Items in a dataset:

.....

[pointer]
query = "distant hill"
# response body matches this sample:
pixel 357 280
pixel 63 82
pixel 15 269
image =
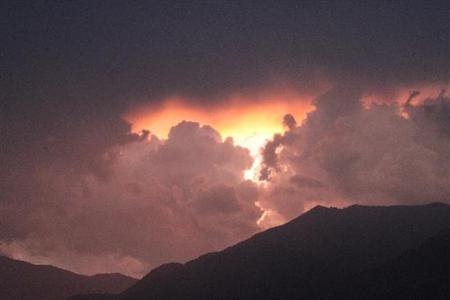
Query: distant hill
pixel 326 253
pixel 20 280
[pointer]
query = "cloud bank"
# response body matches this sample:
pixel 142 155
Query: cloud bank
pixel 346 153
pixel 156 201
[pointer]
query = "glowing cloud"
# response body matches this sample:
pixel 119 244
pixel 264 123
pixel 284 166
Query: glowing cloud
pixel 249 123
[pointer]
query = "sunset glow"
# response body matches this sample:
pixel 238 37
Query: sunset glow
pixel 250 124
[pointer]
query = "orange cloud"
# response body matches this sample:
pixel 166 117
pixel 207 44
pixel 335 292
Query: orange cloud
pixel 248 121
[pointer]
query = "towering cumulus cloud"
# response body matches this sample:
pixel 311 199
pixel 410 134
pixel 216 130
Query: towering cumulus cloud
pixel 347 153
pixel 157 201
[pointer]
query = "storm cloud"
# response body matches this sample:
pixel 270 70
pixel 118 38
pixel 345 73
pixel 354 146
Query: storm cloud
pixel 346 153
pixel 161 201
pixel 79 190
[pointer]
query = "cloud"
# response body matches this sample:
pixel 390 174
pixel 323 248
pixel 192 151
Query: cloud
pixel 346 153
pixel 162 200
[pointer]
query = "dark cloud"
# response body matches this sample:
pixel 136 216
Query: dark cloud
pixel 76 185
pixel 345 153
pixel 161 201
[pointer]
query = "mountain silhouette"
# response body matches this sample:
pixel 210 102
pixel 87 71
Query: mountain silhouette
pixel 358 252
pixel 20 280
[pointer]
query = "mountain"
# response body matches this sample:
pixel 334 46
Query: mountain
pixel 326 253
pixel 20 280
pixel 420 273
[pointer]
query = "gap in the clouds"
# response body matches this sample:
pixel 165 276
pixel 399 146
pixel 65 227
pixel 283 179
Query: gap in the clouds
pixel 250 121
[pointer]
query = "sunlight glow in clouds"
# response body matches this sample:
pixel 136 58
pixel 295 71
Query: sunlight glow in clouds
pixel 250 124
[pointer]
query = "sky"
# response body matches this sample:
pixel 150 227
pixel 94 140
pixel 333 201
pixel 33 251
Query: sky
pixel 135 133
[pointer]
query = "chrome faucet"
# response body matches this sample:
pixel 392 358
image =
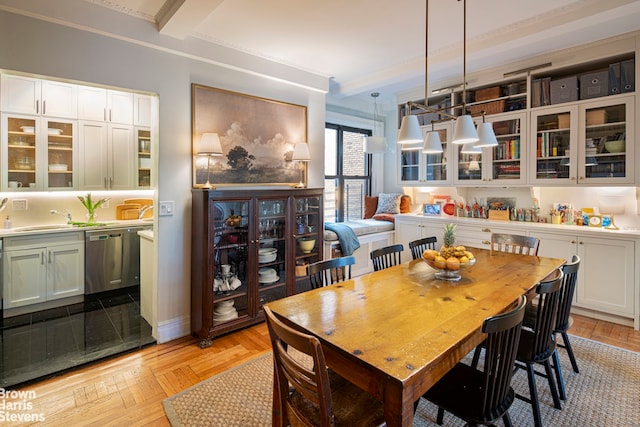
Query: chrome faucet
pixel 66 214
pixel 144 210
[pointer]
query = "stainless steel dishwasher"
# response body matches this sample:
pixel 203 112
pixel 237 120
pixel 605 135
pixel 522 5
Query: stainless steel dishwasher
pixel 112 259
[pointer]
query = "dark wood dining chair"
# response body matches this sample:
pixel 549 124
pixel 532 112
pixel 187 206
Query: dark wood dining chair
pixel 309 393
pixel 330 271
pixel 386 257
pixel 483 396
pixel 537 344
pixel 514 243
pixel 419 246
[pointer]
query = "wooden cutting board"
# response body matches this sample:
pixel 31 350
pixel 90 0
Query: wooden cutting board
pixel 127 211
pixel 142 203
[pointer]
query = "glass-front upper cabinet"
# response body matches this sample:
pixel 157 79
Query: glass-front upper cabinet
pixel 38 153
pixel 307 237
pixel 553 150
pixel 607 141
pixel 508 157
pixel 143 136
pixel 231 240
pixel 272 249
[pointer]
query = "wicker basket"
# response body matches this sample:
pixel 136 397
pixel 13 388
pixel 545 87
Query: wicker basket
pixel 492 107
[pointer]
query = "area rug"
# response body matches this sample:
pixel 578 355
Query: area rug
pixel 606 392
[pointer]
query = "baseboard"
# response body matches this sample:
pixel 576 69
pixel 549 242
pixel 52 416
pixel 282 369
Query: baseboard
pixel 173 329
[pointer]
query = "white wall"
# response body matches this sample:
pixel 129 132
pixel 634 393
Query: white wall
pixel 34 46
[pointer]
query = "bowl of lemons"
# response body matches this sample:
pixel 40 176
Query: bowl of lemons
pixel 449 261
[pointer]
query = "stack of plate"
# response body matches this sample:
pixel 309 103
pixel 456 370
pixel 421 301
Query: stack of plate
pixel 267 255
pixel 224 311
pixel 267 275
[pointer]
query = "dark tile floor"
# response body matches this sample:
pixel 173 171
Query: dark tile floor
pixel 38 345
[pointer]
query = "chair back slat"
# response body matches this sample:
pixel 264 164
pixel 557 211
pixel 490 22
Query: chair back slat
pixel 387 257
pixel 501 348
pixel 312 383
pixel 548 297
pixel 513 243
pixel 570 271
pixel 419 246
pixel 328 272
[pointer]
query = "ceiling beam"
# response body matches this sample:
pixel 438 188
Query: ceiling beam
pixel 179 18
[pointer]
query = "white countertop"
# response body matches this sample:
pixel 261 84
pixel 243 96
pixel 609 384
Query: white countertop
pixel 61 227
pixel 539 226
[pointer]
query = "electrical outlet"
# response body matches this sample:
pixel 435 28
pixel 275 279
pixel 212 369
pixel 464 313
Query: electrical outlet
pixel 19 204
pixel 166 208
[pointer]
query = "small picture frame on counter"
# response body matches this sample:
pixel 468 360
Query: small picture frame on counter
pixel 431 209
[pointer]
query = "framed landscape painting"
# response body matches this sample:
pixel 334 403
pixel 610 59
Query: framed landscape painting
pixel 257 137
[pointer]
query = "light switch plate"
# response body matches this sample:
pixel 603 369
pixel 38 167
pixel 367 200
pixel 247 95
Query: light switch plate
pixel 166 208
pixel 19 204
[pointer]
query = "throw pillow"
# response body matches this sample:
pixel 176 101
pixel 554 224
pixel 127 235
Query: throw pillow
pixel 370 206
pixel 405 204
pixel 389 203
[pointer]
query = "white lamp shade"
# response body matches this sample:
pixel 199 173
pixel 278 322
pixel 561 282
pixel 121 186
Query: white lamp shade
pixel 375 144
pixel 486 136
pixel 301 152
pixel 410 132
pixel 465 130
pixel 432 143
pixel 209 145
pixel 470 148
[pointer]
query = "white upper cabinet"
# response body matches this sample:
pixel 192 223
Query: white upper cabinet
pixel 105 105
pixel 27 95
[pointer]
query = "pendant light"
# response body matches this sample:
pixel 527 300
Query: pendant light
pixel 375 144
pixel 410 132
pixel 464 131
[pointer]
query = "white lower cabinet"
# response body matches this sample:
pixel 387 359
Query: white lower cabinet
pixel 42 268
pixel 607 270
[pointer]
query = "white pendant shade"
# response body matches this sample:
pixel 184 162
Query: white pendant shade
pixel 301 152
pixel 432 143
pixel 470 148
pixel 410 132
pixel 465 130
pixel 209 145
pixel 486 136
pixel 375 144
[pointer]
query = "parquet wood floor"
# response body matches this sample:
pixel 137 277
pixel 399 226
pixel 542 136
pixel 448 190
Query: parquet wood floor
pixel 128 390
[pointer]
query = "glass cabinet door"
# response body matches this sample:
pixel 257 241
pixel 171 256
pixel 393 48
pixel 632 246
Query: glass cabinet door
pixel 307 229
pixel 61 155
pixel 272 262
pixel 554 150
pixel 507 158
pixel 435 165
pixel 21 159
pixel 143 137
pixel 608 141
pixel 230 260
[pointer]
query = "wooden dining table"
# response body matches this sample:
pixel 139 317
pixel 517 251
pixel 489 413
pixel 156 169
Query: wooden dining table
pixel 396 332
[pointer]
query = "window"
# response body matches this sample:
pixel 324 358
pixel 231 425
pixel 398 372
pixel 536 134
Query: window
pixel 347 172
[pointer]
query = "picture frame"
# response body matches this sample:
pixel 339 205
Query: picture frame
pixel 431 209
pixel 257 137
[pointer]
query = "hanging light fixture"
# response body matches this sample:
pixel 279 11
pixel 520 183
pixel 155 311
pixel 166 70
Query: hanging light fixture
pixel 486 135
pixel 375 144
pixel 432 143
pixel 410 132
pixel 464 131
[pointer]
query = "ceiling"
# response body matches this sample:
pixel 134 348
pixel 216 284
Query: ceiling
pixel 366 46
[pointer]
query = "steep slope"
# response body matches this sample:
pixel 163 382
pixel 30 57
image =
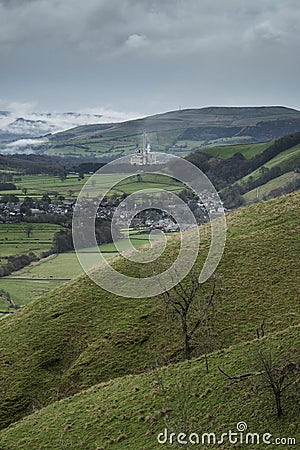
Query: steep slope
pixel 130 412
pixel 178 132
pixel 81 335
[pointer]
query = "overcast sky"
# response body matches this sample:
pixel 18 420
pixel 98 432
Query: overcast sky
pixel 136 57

.....

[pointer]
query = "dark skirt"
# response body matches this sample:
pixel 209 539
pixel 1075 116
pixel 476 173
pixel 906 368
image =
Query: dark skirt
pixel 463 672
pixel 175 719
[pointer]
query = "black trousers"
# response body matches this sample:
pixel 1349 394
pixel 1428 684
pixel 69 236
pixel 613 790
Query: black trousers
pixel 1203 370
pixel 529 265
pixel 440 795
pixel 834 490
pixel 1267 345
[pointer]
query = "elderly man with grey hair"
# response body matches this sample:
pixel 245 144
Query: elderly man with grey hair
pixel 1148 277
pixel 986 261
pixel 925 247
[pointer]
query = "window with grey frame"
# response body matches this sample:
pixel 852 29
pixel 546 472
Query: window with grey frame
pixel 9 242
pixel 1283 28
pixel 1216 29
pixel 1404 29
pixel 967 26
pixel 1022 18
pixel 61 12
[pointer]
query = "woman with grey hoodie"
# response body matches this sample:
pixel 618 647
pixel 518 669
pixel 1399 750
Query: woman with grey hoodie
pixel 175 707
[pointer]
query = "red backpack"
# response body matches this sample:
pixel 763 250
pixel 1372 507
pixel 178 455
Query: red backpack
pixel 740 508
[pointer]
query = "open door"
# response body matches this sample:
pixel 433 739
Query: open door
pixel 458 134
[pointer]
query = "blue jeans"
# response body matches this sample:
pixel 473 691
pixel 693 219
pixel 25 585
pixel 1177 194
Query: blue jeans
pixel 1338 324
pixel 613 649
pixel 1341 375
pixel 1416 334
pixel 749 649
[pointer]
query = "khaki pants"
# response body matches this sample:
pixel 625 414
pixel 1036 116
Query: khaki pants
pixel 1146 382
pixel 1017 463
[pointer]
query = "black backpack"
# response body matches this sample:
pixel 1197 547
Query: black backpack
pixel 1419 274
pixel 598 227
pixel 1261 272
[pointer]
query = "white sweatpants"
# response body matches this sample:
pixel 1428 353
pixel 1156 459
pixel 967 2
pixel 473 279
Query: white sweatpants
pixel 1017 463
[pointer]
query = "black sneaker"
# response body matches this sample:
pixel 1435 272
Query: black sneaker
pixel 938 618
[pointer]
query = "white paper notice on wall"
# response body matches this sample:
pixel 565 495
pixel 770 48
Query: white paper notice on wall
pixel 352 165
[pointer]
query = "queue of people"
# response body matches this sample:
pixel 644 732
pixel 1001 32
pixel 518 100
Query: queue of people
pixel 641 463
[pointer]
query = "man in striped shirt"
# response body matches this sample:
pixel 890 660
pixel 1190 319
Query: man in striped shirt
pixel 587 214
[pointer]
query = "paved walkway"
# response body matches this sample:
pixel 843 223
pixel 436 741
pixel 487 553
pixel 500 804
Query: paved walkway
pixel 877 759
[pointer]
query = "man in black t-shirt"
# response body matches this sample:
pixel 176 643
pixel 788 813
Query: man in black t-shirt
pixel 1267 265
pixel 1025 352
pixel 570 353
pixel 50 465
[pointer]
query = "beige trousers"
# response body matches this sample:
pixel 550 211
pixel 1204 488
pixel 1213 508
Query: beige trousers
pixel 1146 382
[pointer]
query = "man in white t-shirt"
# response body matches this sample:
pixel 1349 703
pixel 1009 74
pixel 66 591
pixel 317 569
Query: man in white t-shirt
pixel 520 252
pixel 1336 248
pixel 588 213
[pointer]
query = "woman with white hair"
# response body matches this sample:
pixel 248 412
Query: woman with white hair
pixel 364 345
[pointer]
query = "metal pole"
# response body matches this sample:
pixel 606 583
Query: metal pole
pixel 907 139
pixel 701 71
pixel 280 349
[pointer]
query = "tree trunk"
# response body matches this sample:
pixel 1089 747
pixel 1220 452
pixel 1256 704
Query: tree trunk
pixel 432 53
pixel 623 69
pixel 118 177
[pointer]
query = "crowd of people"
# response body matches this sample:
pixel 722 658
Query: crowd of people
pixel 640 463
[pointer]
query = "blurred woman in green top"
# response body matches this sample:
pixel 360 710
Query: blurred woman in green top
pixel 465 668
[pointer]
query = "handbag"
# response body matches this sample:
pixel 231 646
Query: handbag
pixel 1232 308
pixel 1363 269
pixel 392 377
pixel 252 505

.....

Gather every line of the material above that contains the string "picture", and copy each one.

EXERCISE OUTPUT
query = "small picture frame on counter"
Query: small picture frame on counter
query = "picture frame"
Query: picture frame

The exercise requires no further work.